═════ DATA SUPPLIED ═════
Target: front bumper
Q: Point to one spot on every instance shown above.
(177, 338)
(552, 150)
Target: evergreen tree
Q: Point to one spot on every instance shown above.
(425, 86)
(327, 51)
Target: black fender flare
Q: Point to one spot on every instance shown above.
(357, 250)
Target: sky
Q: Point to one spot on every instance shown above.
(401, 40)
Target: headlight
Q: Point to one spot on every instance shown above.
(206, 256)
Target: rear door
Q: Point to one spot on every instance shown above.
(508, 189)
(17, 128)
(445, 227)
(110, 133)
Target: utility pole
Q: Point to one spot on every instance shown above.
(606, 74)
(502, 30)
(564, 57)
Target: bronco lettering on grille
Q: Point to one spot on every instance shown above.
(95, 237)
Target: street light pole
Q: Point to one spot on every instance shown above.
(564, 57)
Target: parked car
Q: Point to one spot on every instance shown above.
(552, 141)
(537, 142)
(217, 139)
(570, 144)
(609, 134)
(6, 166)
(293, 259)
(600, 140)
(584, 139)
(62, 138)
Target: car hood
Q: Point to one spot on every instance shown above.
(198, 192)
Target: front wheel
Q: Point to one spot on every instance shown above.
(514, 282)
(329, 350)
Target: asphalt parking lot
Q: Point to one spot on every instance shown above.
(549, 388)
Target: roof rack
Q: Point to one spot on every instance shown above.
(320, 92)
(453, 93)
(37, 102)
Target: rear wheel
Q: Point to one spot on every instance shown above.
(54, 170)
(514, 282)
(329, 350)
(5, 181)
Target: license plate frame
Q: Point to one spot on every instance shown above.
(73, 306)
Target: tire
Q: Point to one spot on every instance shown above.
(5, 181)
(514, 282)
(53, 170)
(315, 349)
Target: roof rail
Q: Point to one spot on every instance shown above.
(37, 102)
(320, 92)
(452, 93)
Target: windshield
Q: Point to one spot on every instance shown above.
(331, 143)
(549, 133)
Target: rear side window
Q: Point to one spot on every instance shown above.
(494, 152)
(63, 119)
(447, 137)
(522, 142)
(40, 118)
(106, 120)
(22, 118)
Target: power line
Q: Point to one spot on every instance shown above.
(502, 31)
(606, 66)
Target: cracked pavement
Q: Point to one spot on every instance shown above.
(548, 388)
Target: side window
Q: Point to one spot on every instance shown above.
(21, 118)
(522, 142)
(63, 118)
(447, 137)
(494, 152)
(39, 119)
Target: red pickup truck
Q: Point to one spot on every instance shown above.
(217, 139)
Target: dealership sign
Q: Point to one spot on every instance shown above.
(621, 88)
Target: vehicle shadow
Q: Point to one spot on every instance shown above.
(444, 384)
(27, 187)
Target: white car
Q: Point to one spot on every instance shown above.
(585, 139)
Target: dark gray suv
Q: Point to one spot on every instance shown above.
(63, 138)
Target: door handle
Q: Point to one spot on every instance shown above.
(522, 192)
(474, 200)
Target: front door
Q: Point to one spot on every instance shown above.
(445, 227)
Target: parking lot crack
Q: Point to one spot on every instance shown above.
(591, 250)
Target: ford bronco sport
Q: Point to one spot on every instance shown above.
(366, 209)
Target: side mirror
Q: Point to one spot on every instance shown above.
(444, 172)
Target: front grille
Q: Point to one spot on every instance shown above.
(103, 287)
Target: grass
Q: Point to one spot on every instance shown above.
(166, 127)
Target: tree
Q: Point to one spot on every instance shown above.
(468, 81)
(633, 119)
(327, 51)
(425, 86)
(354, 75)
═════
═════ DATA SUPPLIED ═════
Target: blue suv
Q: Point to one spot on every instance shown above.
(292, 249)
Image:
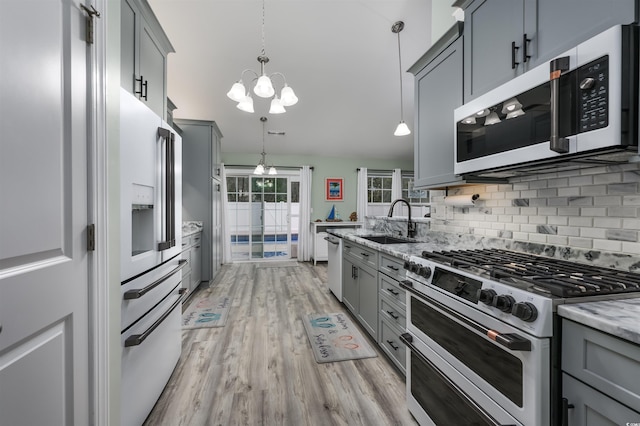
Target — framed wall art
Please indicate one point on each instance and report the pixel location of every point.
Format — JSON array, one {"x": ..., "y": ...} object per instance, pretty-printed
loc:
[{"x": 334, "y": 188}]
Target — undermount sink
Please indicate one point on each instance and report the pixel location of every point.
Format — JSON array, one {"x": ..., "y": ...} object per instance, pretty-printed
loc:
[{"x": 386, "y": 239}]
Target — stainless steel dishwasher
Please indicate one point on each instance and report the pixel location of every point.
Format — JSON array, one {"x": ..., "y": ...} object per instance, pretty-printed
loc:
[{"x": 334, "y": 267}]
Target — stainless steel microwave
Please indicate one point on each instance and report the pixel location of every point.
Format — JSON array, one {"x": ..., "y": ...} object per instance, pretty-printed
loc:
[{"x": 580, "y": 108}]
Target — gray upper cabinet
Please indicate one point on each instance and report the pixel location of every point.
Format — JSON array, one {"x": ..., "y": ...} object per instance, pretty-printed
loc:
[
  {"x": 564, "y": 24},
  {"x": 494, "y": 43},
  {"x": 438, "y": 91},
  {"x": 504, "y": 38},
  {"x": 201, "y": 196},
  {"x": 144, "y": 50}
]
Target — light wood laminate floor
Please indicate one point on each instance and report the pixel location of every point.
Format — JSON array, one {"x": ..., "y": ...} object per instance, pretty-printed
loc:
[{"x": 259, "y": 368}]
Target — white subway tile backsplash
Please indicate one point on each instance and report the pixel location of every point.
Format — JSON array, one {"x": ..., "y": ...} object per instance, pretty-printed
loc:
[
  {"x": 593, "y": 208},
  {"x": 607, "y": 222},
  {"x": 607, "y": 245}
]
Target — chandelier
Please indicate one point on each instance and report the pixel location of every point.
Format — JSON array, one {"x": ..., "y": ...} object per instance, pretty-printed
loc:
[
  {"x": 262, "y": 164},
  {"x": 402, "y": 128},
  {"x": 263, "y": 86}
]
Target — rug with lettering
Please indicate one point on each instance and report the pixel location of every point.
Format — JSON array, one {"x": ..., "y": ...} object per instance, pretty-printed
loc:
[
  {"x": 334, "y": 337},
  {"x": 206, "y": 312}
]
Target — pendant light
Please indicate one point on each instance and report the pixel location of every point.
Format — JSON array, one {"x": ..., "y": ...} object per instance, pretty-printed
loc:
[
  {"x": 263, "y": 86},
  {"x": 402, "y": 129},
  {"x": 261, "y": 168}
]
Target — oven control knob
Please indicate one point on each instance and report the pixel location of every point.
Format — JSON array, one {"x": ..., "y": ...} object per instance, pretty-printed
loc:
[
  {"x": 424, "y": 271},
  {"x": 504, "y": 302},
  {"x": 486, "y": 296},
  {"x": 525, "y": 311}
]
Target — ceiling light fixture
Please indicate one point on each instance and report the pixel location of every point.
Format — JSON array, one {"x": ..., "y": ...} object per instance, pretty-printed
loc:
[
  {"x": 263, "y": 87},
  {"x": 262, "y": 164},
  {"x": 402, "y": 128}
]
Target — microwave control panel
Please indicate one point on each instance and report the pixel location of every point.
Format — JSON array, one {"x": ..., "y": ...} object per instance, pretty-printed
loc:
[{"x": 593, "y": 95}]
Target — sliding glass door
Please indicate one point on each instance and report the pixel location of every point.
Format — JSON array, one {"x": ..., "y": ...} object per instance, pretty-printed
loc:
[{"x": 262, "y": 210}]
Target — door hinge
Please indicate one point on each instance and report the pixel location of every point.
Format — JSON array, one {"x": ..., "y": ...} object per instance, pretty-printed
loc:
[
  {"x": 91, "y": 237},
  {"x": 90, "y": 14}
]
═════
═════ DATA SUPPLIED ═════
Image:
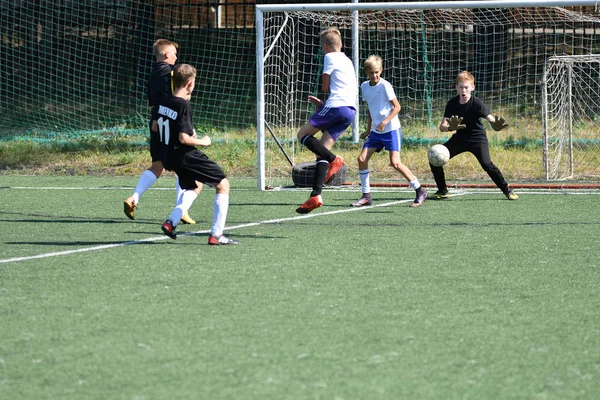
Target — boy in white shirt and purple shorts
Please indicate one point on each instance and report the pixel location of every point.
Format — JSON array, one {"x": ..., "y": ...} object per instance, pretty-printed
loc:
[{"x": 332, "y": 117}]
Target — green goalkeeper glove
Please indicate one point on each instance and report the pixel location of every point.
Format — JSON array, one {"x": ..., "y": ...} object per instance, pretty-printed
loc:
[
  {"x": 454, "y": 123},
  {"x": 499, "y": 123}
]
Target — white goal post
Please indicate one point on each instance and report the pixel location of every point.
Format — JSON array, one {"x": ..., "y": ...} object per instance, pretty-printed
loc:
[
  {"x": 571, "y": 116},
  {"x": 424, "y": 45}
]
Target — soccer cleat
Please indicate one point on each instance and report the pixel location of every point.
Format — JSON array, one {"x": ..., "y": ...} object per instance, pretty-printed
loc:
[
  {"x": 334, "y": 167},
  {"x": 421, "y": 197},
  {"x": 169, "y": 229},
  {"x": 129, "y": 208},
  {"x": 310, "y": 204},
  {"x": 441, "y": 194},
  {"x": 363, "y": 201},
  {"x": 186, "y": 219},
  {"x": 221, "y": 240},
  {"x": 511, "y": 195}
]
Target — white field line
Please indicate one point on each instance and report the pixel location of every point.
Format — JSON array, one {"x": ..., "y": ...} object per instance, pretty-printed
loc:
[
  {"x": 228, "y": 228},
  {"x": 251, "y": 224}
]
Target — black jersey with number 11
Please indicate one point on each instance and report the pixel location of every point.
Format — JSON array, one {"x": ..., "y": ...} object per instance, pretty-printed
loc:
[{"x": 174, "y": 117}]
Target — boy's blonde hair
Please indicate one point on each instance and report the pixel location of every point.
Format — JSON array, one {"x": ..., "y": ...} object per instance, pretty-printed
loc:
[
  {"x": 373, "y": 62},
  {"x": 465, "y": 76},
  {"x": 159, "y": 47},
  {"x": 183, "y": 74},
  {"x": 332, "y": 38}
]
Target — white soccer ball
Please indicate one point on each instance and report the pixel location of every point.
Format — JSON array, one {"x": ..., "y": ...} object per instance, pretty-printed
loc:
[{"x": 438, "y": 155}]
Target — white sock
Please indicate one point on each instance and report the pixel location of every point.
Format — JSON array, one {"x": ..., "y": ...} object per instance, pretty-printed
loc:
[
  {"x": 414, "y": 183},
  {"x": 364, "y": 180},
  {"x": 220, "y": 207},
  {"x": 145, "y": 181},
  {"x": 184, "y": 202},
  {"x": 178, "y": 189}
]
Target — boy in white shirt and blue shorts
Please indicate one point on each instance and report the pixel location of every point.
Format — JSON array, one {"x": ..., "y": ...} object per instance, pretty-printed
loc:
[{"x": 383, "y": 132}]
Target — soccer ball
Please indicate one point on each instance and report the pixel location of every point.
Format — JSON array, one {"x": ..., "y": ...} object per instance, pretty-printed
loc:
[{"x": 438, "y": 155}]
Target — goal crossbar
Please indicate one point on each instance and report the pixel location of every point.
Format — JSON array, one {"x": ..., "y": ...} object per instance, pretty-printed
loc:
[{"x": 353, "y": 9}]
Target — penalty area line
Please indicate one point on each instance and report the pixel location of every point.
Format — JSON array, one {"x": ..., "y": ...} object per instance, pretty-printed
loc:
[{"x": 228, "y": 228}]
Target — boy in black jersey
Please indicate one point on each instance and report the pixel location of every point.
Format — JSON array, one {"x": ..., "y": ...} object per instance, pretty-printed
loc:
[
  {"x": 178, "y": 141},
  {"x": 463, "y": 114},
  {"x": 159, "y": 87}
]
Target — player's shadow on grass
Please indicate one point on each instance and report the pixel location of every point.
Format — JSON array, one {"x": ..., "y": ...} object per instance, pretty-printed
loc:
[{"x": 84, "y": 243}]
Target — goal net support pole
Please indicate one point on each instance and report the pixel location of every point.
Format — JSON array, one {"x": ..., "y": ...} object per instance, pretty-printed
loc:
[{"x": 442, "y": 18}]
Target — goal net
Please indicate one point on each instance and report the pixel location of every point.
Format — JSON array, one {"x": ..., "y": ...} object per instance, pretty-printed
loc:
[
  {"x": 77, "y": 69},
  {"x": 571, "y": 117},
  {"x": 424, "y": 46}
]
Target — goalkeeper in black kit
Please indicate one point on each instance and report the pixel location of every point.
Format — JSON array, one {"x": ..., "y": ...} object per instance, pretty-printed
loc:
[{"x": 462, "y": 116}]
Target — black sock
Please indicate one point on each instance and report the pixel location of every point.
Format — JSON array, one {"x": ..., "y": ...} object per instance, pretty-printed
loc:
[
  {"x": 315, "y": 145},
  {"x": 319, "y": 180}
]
═════
▶ **WHAT NEEDS TO BE DONE**
The lines above, starting at the one with "Target: rear wheel" and ending at the one with "Target: front grille", are the only ones to return, exactly as written.

▶ **ANSWER SECTION**
Target: rear wheel
Q: Point to one spot on every instance shown above.
(54, 170)
(514, 282)
(329, 350)
(5, 181)
Target: license plate frame
Q: Point to one spot on every instance shown above.
(73, 306)
Target: tire
Q: Point to one spot on every instance shown above.
(5, 181)
(514, 282)
(53, 170)
(315, 349)
Target: roof rail
Q: Point to one spot on every instance shown above.
(37, 102)
(320, 92)
(452, 93)
Target: windshield
Q: Point to one spot on every instance shown above.
(331, 143)
(549, 133)
Target: rear side window
Q: Point to one spot on every instance shown above.
(494, 152)
(63, 119)
(447, 137)
(522, 142)
(40, 118)
(106, 120)
(22, 118)
Target: power line
Q: Point to one spot on every instance shown above.
(502, 31)
(606, 66)
Target: cracked pavement
Q: Point to one spot on every instance shown above.
(548, 388)
Target: side window
Q: Point to one spot on every instance shown above.
(21, 118)
(522, 142)
(63, 118)
(447, 137)
(494, 152)
(39, 119)
Target: red pickup truck
Q: Point to one spot on every instance shown above.
(217, 139)
Target: dealership sign
Q: Point to one spot on every instance shown above.
(621, 88)
Target: vehicle shadow
Q: Point to one spot on every instance shown above.
(444, 384)
(27, 187)
Target: white car
Q: Point to one spot on every instance shown above.
(585, 139)
Target: dark gray suv
Q: Point to one spot on every instance shown above.
(63, 138)
Target: door handle
Q: Point to one spot on every instance shown above.
(522, 192)
(474, 200)
Target: front door
Q: Point to one spot on every instance shown above.
(445, 227)
Target: parking lot crack
Q: Point to one spot on every instance shown above.
(591, 250)
Target: ford bronco sport
Q: Point to one spot on every instance shown above.
(366, 209)
Target: side mirror
Q: Point to one spot on every instance shown above.
(444, 172)
Target: front grille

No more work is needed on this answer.